▶ [The request] Reproduce the following text on Vulkan Compute video encoding and decoding word for word, from its title through its last sentence.

▶ [Passage provided]
— begin —

Video encoding and decoding with Vulkan Compute shaders

Video on the internet has largely became a solved problem. Most devices with a video output ship with decoding and encoding accelerator chips. APIs, like the Vulkan® Video set of APIs, allow for direct access to them. Newer codecs are royalty free with open specifications, or become royalty free thanks to time, making support for codec standards accessible to everyone.

Few, however, remember how much decoding 720p H.264 stressed out the majority of CPUs 18 years ago, or the optimizations, competition between software implementations, and the long road through which decoding in real-time was possible until decoding hardware arrived, and APIs were written.

Yet, in a different area, this exact problem is what users are facing today. Editors scrubbing over days of raw camera footage, colorists working with 16k 16bit RGB, VFX artists encoding 32-bit floating-point Log video, archivists working with extreme resolution lossless film scans. Users back then may have tolerated a few frame drops here and there, but these days, liquid cooled CPUs with 64 cores and hundreds of gigabytes of RAM are often what's keeping them from enjoying what they do, to hating it.

This post covers how Vulkan Compute is used in FFmpeg to transparently implement decoding and encoding of such video, on consumer GPUs, thanks to its capabilities to parallelize.

Codecs

Codecs are algorithms designed to take advantage of similarities in a signal and compress it to a much lower size, for storage or transmission. For example, compressing JPEG, the C. Elegans of compression, requires transforming the pixels into 2D frequency representation (somewhat parallellizable, where each row can be done first, and then each column), DC value prediction (serialized), quantization to remove perceptually irrelevant information (fully parallelizable) and finally Huffman coding (extremely serialized).

— end —

▶ [Information supplied]
— begin —

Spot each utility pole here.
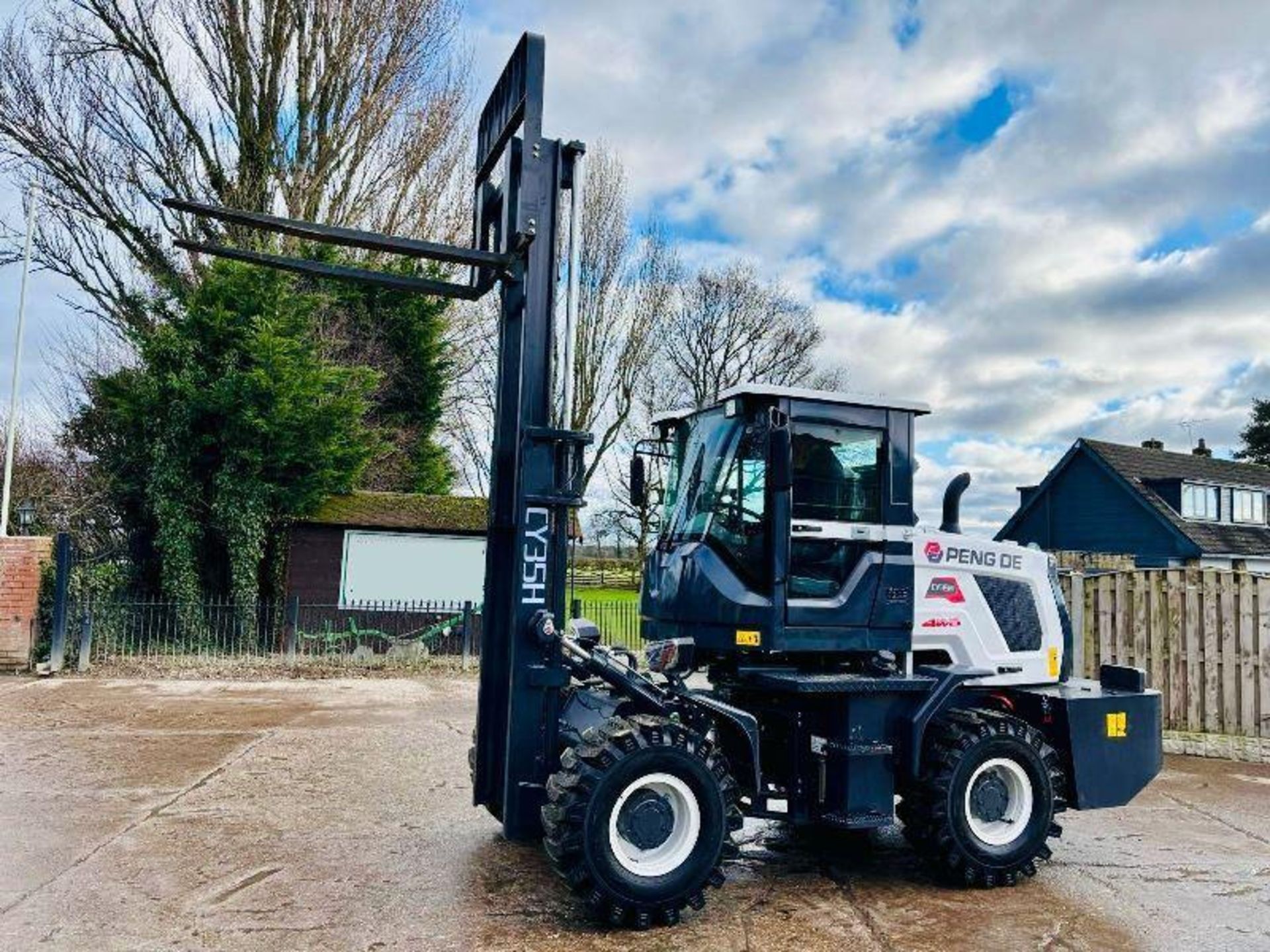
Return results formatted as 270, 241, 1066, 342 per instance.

— end —

▶ [The solution]
Video encoding and decoding with Vulkan Compute shaders

Video on the internet has largely became a solved problem. Most devices with a video output ship with decoding and encoding accelerator chips. APIs, like the Vulkan® Video set of APIs, allow for direct access to them. Newer codecs are royalty free with open specifications, or become royalty free thanks to time, making support for codec standards accessible to everyone.

Few, however, remember how much decoding 720p H.264 stressed out the majority of CPUs 18 years ago, or the optimizations, competition between software implementations, and the long road through which decoding in real-time was possible until decoding hardware arrived, and APIs were written.

Yet, in a different area, this exact problem is what users are facing today. Editors scrubbing over days of raw camera footage, colorists working with 16k 16bit RGB, VFX artists encoding 32-bit floating-point Log video, archivists working with extreme resolution lossless film scans. Users back then may have tolerated a few frame drops here and there, but these days, liquid cooled CPUs with 64 cores and hundreds of gigabytes of RAM are often what's keeping them from enjoying what they do, to hating it.

This post covers how Vulkan Compute is used in FFmpeg to transparently implement decoding and encoding of such video, on consumer GPUs, thanks to its capabilities to parallelize.

Codecs

Codecs are algorithms designed to take advantage of similarities in a signal and compress it to a much lower size, for storage or transmission. For example, compressing JPEG, the C. Elegans of compression, requires transforming the pixels into 2D frequency representation (somewhat parallellizable, where each row can be done first, and then each column), DC value prediction (serialized), quantization to remove perceptually irrelevant information (fully parallelizable) and finally Huffman coding (extremely serialized).